(Collected data)
==*==

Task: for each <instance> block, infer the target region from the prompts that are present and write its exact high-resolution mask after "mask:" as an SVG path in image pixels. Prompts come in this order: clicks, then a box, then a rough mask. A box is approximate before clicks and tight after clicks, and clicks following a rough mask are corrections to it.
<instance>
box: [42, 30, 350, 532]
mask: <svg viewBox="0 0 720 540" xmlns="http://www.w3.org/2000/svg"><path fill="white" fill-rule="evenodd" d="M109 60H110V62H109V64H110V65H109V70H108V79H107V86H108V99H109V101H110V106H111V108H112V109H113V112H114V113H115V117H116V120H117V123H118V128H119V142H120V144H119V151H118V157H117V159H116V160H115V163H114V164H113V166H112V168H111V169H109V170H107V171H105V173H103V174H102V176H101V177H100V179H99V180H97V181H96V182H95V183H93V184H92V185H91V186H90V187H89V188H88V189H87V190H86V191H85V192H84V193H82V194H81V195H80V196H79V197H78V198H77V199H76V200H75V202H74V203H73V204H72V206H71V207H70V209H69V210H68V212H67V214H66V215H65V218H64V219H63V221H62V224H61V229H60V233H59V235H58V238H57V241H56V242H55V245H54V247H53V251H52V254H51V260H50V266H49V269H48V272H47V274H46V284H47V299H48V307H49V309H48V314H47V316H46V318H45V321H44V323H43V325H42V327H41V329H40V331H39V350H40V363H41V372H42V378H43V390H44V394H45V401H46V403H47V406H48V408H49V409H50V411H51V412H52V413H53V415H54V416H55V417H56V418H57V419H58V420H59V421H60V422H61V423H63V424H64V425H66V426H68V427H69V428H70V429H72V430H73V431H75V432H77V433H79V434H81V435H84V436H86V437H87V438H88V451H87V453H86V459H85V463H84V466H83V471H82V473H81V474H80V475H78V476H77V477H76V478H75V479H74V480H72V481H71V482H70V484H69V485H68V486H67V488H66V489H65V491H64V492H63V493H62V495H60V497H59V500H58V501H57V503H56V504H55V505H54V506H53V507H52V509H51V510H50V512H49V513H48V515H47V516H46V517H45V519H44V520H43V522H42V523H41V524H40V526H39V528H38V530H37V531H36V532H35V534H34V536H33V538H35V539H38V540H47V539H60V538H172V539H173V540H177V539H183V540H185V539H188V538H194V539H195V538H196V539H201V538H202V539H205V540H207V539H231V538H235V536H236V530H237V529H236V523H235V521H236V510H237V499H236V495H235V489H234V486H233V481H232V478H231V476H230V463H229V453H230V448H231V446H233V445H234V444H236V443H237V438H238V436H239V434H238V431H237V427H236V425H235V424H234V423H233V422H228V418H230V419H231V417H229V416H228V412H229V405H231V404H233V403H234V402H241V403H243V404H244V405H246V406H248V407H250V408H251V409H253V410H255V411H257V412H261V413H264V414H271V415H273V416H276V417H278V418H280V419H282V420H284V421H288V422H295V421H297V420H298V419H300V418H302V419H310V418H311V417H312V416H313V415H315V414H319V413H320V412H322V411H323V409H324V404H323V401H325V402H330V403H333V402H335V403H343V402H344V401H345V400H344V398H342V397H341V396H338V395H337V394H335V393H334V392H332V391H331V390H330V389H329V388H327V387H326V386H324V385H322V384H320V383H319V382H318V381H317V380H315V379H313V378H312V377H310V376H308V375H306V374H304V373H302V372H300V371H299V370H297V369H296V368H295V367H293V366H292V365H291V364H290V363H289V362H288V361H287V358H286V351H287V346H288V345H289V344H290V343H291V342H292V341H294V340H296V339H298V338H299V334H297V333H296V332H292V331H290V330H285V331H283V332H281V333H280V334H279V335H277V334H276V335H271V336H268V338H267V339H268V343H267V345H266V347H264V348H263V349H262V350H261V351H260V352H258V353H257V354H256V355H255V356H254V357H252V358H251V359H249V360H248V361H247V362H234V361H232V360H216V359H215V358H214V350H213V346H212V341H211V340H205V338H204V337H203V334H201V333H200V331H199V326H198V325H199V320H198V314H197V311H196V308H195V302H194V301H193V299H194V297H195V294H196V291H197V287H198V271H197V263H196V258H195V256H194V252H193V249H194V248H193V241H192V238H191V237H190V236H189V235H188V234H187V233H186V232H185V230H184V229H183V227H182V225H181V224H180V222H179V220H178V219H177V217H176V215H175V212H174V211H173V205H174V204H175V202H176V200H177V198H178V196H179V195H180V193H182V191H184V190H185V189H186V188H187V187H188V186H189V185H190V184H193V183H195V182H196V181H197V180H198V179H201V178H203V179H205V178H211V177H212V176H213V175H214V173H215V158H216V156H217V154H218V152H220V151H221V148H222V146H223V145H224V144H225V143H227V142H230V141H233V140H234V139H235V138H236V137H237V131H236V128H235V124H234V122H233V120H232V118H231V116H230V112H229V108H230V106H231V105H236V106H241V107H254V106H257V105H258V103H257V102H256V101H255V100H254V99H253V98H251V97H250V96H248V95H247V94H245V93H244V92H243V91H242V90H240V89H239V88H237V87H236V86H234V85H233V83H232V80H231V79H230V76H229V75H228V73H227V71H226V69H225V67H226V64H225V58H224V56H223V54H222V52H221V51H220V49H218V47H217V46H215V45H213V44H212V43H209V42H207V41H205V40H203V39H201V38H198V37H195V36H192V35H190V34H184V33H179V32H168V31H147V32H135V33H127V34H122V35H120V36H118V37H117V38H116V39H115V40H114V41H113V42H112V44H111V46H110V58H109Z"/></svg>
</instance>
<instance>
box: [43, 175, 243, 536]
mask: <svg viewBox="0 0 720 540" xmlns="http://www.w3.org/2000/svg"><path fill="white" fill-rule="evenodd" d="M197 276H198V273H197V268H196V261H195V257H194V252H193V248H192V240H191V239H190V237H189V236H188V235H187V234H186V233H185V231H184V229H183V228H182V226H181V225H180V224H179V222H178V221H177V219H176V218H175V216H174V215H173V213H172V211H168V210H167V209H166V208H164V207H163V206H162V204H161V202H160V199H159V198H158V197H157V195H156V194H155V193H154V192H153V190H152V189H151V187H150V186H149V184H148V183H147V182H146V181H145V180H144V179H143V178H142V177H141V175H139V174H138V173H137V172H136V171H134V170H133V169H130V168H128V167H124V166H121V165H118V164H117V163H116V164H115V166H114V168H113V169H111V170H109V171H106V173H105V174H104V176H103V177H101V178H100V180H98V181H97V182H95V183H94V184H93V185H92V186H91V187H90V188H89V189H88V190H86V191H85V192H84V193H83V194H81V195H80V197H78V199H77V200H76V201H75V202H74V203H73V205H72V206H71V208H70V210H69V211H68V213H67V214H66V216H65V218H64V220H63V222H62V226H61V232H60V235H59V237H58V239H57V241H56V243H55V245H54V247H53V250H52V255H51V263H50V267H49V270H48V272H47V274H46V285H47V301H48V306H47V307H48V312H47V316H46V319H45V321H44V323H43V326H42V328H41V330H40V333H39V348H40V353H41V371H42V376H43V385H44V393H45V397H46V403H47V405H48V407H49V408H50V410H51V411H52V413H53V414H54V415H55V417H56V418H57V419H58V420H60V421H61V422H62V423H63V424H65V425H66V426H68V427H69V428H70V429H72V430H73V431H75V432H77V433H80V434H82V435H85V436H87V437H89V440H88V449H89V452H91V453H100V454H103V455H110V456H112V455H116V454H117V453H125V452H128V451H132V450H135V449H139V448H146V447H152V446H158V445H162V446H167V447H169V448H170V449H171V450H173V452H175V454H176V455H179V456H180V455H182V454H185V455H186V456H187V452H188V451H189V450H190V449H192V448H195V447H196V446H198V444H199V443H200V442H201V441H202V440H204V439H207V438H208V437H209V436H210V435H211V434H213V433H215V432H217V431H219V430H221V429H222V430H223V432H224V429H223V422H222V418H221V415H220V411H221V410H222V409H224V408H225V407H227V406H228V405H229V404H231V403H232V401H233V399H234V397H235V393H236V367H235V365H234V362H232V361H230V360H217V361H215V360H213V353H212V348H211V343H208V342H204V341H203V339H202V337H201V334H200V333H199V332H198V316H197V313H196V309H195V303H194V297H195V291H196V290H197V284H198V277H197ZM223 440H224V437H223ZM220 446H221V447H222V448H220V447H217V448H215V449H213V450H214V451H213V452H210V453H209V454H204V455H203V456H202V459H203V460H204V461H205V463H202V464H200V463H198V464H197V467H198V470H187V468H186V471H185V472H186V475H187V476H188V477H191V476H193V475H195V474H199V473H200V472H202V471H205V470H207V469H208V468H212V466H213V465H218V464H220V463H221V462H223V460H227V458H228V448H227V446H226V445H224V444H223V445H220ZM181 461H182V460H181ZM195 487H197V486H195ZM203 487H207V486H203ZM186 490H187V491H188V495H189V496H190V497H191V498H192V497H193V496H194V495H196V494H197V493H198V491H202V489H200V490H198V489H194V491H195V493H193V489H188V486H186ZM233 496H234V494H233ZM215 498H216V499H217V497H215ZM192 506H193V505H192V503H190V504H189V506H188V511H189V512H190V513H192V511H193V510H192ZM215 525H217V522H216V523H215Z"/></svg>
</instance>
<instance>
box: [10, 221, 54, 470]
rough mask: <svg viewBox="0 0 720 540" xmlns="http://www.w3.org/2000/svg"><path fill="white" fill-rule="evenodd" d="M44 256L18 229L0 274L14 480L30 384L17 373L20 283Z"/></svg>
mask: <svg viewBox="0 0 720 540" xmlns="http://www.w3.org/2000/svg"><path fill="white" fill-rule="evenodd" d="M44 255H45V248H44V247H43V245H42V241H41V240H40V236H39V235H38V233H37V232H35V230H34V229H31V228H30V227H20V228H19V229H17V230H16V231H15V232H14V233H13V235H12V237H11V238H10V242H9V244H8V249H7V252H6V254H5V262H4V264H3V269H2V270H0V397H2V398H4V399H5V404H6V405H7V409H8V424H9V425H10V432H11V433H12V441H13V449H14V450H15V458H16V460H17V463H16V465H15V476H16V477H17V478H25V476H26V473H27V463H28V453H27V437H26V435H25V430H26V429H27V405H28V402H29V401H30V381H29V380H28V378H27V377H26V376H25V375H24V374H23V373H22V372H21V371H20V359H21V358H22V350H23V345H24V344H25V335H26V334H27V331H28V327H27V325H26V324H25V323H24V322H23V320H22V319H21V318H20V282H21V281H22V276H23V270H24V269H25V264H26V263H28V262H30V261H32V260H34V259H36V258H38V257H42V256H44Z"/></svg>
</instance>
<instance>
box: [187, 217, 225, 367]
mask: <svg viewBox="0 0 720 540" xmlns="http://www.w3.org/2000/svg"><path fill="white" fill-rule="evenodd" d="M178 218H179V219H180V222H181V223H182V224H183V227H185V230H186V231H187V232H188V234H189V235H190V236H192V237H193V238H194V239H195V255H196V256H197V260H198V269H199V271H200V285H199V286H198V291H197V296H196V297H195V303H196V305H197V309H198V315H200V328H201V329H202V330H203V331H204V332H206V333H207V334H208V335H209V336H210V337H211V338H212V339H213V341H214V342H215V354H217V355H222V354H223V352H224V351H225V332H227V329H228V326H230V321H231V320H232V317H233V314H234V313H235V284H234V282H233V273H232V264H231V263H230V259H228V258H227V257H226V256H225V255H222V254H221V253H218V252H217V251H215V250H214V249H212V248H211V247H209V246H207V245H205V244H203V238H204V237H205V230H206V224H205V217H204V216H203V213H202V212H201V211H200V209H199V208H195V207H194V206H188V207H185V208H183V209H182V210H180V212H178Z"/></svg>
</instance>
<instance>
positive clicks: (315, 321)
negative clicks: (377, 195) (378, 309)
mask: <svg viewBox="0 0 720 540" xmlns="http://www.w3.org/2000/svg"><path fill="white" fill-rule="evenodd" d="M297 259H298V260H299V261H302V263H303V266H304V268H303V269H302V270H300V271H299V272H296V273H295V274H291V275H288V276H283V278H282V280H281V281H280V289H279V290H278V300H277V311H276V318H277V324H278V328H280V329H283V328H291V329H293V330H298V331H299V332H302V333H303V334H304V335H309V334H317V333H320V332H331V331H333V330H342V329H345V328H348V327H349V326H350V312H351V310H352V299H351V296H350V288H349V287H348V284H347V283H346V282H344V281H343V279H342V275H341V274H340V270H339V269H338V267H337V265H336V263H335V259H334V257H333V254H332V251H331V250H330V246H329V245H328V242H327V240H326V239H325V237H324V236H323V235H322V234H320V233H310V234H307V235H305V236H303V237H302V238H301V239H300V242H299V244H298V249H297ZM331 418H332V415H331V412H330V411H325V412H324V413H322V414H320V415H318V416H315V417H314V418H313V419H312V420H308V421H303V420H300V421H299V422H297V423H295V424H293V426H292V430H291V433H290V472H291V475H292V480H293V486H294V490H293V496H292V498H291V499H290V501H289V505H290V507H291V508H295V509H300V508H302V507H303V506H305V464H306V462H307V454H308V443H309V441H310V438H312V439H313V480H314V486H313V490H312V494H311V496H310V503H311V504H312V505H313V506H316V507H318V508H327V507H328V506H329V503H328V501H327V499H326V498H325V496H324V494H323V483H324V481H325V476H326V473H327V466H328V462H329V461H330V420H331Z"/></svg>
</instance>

==*==

#### [Exercise]
Where does "rough" occur in the data? Copy each line that has it.

#### [Written response]
Task: for each <instance> block, infer the target region from the prompts that are present and write its exact high-resolution mask after "mask:" as an SVG path in image pixels. Prompts come in this order: clicks, then a box, then a rough mask. A box is approximate before clicks and tight after clicks, and clicks following a rough mask are corrections to it.
rough mask: <svg viewBox="0 0 720 540" xmlns="http://www.w3.org/2000/svg"><path fill="white" fill-rule="evenodd" d="M44 256L18 229L0 274L14 480L30 384L17 373L20 283Z"/></svg>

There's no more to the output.